* [TASKS]:
A: Copy out the entire passage on the back of the aircraft instrument panel, word for word.
B: Count the lines in the rows that contain the string "windshield", treating uppercase and lowercase as different, and reply with the number only.

* [GIVEN PASSAGE]:
──────────

OK non-nerds, move on before your eyes glaze over. These are snake-head views of the back of instrument/control panel of subject aircraft. Well, I don't really know how a snake would see this, but this is the view you get when you poke your handy dandy pocket universal electronic device up there where your head don't fit for'ard of the panel facing aft, set up to function as a camera, and push the appropriate button. The first photo is taken from aft of the control column or Tee, subject Tee being pushed full for'ard, and the second photo is taken from for'ard of subject Tee pulled full aft. Got it? The remainder of this narrative is in the comments under the following photos.
The cables emanating from the panel left to right control: starter, cabin heat, brake lock, and carburetor heat, The mixture control is further right the typical distance beyond that white backed hole you see half of on the right edge of the photo. The dark (open) hole between the brake lock and the carburetor heat and lower down is where the throttle control cable goes.

──────────

* [RECORDS SHOWN]:
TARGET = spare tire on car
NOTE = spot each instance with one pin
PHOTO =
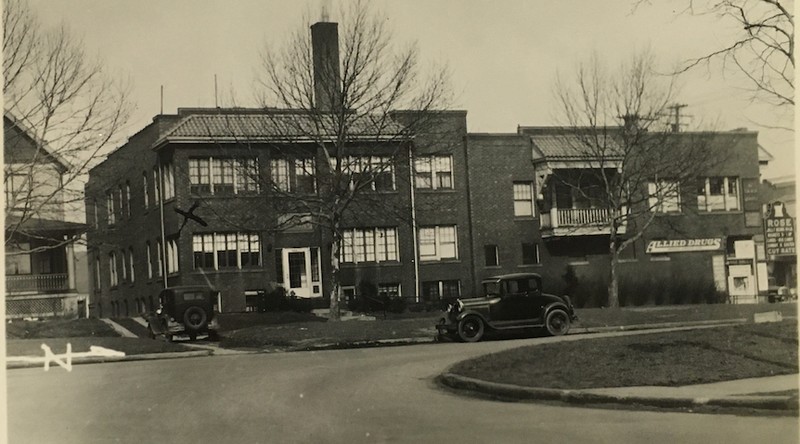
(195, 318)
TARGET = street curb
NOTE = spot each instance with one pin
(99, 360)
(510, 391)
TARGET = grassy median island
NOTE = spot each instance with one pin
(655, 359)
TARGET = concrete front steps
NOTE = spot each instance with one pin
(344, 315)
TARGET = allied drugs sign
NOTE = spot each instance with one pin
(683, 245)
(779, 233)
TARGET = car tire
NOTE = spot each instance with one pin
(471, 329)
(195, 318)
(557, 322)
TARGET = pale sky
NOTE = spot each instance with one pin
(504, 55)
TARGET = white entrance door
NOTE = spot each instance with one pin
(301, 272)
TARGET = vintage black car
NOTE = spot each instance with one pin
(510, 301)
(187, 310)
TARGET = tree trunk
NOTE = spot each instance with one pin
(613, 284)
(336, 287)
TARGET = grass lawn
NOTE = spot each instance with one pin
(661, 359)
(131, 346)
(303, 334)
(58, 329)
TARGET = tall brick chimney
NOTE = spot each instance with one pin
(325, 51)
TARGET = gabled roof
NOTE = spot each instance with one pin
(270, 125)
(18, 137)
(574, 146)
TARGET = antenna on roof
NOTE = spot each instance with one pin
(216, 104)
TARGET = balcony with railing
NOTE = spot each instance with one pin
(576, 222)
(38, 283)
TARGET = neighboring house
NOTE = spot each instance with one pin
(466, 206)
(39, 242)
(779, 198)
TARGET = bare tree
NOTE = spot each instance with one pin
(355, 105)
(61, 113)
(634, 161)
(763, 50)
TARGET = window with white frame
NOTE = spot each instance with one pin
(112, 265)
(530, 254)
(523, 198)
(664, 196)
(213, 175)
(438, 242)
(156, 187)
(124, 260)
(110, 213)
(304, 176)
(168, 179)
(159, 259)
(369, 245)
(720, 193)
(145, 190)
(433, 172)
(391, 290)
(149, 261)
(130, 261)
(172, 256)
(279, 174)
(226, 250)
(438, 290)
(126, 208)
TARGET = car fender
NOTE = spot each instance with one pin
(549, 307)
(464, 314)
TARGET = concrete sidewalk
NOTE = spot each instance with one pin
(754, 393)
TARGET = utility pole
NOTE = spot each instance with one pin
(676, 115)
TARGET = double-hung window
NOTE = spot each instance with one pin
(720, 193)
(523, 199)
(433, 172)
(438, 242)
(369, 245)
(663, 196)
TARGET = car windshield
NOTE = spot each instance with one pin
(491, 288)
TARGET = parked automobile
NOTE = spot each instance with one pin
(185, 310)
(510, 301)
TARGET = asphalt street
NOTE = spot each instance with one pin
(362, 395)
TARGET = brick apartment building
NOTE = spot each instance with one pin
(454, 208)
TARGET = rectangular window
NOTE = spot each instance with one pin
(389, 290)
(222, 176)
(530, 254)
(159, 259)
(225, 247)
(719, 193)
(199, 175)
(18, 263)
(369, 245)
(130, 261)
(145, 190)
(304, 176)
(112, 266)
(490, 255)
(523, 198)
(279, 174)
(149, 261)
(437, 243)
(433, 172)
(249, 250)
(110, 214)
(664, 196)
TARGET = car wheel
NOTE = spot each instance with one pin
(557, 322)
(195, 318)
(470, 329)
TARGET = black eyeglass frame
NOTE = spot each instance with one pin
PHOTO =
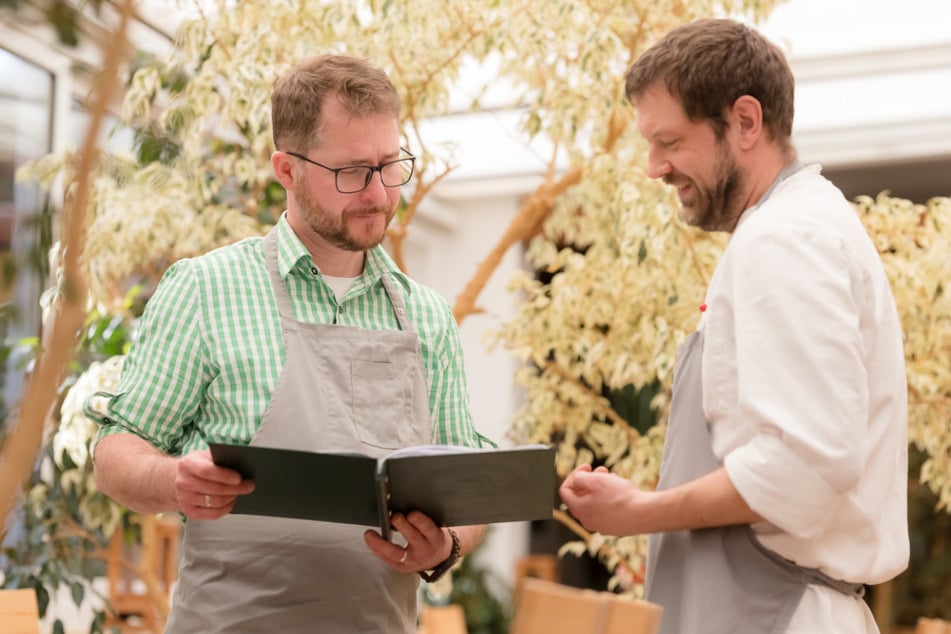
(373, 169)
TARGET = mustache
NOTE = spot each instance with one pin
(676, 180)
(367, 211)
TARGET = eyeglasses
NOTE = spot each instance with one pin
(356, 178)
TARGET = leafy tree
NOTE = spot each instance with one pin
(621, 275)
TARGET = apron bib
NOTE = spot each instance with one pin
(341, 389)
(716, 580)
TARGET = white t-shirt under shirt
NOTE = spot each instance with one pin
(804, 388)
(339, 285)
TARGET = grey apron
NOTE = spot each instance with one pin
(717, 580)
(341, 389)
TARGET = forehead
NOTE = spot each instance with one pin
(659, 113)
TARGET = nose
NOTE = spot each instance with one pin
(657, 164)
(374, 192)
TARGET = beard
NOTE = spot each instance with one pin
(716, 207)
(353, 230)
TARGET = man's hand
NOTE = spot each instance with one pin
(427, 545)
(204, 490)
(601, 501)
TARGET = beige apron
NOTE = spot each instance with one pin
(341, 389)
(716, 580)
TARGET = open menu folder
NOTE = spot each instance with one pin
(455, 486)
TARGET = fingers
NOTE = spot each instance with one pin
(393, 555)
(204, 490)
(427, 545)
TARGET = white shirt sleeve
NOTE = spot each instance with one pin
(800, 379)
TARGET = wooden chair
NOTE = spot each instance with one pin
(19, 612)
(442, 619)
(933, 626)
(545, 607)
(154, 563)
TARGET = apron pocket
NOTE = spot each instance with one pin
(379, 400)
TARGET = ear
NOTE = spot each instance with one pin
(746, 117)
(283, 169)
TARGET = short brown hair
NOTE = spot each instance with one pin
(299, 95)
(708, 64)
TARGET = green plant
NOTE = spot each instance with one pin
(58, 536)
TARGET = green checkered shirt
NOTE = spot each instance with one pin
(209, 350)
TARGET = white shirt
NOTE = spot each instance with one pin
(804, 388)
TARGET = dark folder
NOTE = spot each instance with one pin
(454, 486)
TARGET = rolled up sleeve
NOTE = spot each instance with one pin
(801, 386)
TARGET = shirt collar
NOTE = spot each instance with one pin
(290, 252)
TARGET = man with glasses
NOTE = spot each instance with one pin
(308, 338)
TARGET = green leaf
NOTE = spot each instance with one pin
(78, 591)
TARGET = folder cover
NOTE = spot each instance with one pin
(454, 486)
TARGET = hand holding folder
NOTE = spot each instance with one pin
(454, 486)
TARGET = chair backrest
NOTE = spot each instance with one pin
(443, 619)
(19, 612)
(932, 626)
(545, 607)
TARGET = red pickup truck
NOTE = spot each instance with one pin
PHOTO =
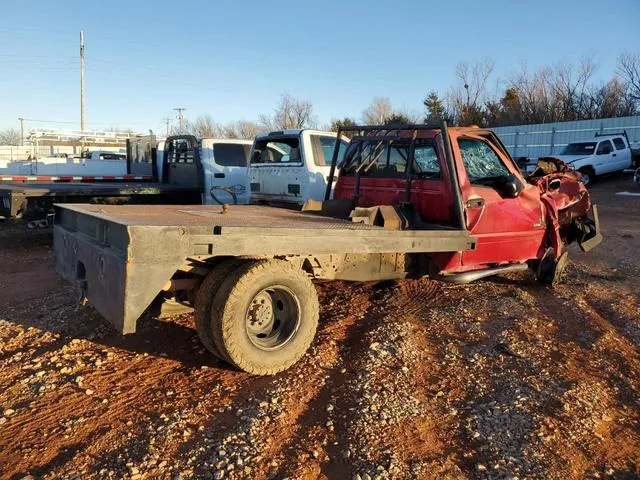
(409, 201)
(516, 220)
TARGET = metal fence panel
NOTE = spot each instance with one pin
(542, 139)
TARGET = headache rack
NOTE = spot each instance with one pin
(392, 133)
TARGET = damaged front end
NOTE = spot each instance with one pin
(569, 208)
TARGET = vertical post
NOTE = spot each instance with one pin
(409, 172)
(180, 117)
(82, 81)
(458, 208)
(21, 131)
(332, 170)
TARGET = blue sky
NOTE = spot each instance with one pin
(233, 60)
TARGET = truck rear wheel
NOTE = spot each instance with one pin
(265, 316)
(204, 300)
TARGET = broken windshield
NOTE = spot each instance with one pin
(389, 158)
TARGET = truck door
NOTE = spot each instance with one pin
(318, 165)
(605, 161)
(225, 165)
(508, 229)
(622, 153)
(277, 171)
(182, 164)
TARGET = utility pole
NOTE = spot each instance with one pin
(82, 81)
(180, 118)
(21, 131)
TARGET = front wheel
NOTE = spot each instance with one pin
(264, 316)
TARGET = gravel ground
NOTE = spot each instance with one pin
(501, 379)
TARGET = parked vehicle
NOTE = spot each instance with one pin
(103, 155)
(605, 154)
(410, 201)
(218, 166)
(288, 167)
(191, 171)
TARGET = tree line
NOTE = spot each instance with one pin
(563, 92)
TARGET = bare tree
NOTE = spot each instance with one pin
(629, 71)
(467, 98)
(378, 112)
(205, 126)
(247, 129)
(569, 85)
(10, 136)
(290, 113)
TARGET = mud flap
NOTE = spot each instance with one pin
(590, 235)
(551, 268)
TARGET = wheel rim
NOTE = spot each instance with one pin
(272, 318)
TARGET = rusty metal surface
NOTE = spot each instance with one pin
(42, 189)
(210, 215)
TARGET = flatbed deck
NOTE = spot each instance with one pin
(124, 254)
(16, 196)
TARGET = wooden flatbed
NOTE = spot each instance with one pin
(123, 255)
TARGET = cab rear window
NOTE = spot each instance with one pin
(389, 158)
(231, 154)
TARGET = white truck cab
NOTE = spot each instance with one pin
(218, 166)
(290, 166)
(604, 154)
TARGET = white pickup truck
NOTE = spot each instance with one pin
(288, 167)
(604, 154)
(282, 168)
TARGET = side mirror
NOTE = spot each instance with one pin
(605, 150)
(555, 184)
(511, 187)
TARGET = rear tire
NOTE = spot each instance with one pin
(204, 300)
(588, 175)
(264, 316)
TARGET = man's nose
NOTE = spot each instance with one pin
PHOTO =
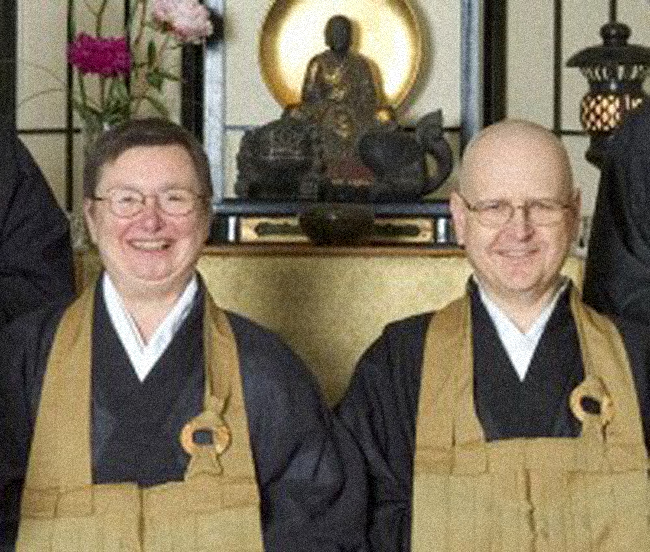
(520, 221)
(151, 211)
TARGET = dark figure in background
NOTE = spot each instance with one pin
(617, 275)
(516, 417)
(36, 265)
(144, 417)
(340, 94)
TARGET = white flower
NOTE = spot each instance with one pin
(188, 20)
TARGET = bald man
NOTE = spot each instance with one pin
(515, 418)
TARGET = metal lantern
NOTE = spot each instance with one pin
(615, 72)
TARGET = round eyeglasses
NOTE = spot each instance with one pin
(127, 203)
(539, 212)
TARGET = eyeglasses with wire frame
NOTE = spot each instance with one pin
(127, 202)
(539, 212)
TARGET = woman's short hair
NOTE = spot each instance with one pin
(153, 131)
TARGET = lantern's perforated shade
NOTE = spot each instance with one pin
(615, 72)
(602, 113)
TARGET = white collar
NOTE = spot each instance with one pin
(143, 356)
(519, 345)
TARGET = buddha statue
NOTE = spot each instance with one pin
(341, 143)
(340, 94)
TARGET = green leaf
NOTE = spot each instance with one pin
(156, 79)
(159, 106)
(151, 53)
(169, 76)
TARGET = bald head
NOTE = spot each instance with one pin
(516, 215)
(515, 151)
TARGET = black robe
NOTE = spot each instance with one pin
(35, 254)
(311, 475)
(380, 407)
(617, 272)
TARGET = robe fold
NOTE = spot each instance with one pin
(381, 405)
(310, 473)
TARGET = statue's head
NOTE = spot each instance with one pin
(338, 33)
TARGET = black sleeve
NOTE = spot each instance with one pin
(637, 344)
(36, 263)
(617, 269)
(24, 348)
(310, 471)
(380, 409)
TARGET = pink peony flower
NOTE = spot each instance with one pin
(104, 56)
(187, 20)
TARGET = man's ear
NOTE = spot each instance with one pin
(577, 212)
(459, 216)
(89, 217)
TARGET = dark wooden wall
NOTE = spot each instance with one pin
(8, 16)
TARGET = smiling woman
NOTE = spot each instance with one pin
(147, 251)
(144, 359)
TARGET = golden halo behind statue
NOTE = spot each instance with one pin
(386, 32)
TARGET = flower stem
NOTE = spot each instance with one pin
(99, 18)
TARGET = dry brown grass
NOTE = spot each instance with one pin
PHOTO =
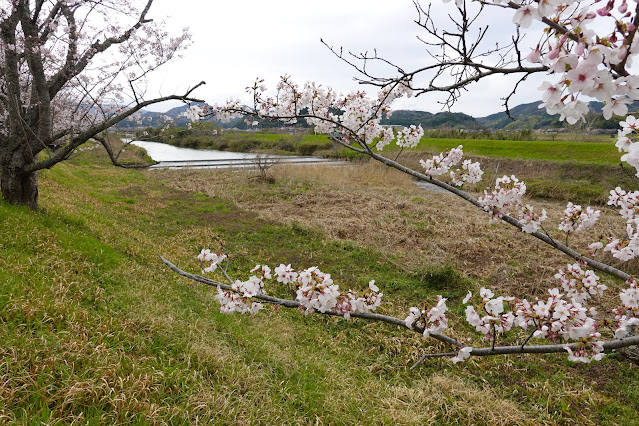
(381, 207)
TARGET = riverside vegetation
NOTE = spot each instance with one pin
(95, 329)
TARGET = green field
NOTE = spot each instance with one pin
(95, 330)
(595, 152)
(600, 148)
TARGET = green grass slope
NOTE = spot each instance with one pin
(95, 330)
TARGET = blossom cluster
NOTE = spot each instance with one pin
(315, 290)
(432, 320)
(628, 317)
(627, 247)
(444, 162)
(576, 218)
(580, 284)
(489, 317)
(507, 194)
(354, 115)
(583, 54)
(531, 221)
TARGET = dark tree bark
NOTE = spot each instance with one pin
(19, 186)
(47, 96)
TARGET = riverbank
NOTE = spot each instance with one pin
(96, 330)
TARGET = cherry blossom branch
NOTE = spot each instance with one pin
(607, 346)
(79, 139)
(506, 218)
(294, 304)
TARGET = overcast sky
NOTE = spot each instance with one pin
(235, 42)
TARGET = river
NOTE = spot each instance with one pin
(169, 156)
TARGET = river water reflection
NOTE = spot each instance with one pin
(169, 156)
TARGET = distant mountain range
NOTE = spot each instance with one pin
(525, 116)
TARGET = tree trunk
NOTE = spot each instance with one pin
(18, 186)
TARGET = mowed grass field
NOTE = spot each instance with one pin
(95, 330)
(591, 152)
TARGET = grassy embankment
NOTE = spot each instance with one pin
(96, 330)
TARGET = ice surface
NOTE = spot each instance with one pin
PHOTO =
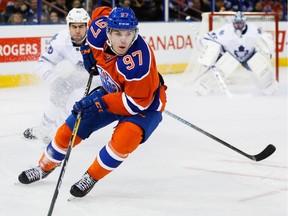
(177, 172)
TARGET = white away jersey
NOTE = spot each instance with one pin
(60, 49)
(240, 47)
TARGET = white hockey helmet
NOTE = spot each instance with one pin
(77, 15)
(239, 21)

──────────

* [ANSWERS BELOW]:
A:
OK non-nerds, move on before your eyes glaze over. These are snake-head views of the back of instrument/control panel of subject aircraft. Well, I don't really know how a snake would see this, but this is the view you get when you poke your handy dandy pocket universal electronic device up there where your head don't fit for'ard of the panel facing aft, set up to function as a camera, and push the appropriate button. The first photo is taken from aft of the control column or Tee, subject Tee being pushed full for'ard, and the second photo is taken from for'ard of subject Tee pulled full aft. Got it? The remainder of this narrative is in the comments under the following photos.
The cables emanating from the panel left to right control: starter, cabin heat, brake lock, and carburetor heat, The mixture control is further right the typical distance beyond that white backed hole you see half of on the right edge of the photo. The dark (open) hole between the brake lock and the carburetor heat and lower down is where the throttle control cable goes.

B: 2